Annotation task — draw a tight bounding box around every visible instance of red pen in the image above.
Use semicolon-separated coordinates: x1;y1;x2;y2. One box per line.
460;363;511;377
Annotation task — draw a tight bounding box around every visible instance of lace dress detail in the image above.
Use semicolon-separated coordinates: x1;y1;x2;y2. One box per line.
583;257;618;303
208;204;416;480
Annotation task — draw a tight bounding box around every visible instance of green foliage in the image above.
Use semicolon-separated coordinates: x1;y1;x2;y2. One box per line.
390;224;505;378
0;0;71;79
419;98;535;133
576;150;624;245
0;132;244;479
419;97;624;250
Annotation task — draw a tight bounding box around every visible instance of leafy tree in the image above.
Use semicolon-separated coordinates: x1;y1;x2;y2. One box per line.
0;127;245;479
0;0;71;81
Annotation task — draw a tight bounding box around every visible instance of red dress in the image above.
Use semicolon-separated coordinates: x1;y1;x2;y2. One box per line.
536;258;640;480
• • • •
Format the records from the line containing "dress in the image above." through the end of the records as a two-column CSV with the headers instruction and boxes. Give one row for each record, with its text under instruction and its answer under boxes, each in a single quoted field with line breaks replaced by spaces.

- **FINAL RESULT**
instruction,boxes
"Annotation task — draw a tight bounding box around every visible instance of red dress in the image above. Use semicolon-separated coordinates: x1;y1;x2;y2. One box per line.","536;258;640;480"